# [Page text]
* * *

Karmadhi

Date report, need advice please

150 posts in this topic

Ok guys so i will give you a short report and a situation i have which i find really confusing.

So i met this girl from a friend, we all went to do an activity together. We vibed a bit and talked and stuff but nothing crazy. We also touched hands a bit because of the nature of the activity but again, all relatively innocent stuff. Afterwards, i added her on instagram and we texted a bit back and forth, mostly replying to each other stories. After exams ended (we are university students), i told her to meet up and she happily agreed. We met up (just me and her) and we went on this bar in the center and sat on these chairs where u can touch the person but it is not really a couch. We spent there like 3 hours, talking about different things, making jokes, having fun etc. I paid the first round of drinks (a  0.33 litter beer (around 5% alcohol)) and she paid for the second round. Towards the last hour or so i started touching her hand and stuff and we got comfortable with touching each other hands. I would say i hit state during the last  45 minutes or so, i sexualized a bit and at one moment we were both holding hands and she did not remove it. At that moment i kissed her, a small make out. After that, she leaned on and she kissed me.  She told me my lips were a bit rough because it is quite cold these days and said "next time you go out with a girl apply some product to make your lips softer". Afterwards we left, she said "that was fun" when we were leaving. Then i walked her to the train station (she lives in a nearby city) and went home. Considering this girl was quite pretty and cool i am very happy with myself that i had the balls to make the first move because usually i chickened out and this costed me like 4 girls so far.

* * *

# [Stored rows]
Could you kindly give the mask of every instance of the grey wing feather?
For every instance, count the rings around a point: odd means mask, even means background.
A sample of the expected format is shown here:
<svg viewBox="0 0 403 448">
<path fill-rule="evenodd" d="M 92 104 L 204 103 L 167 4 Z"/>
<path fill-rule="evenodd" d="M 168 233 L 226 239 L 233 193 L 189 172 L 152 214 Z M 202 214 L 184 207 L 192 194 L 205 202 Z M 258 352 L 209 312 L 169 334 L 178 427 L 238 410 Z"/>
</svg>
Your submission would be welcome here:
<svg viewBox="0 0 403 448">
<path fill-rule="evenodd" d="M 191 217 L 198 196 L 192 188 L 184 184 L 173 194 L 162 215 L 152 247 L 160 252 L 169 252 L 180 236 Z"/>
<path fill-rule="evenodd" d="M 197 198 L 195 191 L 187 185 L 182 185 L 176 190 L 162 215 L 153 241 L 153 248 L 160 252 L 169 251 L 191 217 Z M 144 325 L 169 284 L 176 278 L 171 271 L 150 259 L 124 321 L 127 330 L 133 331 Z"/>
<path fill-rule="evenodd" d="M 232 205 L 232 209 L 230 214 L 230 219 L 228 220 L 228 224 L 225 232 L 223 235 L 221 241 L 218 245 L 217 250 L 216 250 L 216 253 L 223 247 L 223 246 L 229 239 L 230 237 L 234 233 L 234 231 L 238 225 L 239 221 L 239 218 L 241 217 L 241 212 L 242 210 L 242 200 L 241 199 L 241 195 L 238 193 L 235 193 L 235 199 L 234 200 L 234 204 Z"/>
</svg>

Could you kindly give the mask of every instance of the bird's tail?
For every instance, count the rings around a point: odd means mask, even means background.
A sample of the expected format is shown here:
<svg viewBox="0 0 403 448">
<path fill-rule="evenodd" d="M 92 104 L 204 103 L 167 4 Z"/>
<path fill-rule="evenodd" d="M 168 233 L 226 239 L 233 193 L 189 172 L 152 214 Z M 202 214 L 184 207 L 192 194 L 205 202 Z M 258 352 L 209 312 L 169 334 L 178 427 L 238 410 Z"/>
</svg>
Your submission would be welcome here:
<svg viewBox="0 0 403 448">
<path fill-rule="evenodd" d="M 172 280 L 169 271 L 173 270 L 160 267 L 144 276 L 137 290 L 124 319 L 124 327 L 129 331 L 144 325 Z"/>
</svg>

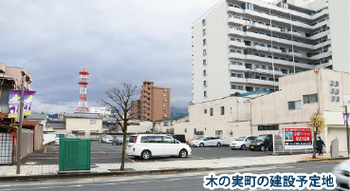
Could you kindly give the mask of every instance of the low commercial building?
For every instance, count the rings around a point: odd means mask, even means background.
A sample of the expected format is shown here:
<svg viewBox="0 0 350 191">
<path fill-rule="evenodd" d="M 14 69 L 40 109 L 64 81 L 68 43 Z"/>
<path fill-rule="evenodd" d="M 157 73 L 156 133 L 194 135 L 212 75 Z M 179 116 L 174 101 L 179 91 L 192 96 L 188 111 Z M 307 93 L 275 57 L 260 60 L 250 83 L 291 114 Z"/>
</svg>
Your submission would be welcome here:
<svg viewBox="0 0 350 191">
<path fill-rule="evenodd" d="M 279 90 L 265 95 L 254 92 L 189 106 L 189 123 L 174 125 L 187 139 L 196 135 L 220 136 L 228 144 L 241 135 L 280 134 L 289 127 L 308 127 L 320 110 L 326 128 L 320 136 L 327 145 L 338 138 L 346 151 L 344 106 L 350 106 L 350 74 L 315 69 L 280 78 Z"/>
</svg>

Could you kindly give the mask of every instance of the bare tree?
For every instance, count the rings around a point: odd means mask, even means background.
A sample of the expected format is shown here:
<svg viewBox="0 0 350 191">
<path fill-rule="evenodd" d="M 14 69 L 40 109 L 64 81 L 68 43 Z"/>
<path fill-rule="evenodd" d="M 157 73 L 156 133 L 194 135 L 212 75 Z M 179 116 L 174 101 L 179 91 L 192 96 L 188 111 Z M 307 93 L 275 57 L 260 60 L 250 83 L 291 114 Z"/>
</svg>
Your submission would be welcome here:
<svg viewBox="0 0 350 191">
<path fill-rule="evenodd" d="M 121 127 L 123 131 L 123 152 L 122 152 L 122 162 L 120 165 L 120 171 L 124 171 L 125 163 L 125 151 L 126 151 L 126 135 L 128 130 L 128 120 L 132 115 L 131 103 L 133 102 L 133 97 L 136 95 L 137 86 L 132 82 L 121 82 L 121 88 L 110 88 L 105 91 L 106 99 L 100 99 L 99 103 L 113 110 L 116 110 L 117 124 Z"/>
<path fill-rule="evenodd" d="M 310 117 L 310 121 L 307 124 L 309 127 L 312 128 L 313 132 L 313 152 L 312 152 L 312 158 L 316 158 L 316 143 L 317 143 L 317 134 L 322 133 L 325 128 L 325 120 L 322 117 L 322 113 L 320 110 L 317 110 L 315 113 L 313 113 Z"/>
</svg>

* * *

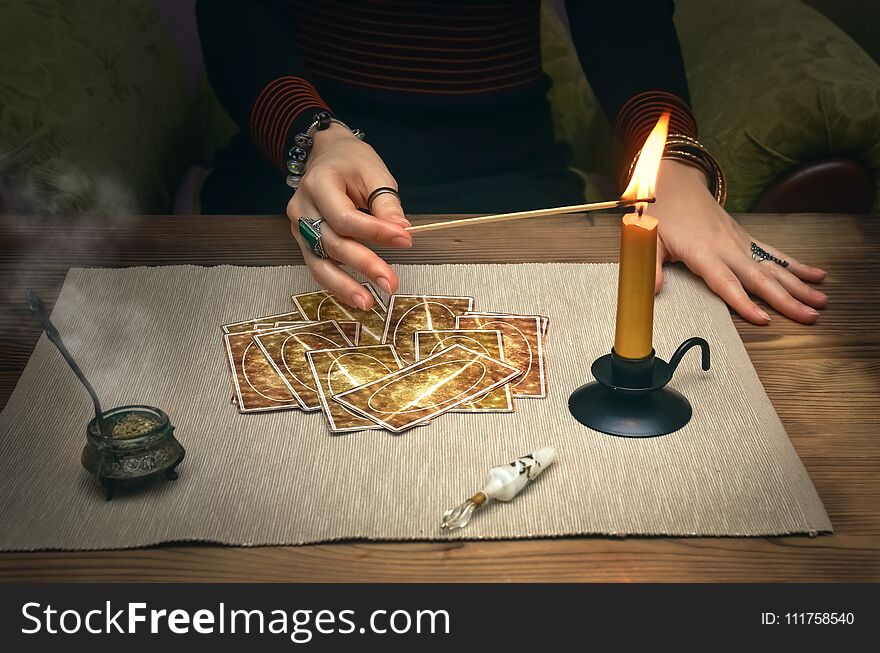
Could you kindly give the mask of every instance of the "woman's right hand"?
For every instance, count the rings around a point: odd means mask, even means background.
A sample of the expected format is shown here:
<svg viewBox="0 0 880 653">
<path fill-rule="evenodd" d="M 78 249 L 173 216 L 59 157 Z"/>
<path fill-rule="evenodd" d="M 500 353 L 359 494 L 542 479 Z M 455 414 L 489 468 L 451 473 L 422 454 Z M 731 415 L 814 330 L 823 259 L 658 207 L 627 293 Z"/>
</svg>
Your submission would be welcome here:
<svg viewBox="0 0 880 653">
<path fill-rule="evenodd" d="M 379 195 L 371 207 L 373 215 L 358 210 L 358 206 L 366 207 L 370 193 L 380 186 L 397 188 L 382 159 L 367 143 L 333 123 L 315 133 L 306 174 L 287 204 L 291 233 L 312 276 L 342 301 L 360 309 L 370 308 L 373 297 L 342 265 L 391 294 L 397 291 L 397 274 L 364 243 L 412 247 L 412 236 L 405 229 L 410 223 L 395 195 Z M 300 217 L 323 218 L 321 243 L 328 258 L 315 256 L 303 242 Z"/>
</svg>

* * *

# [Task brief]
Please list every length of time that the date report mentions.

# [Reply to the exercise]
- about 3 hours
- the last hour or so
- the last 45 minutes or so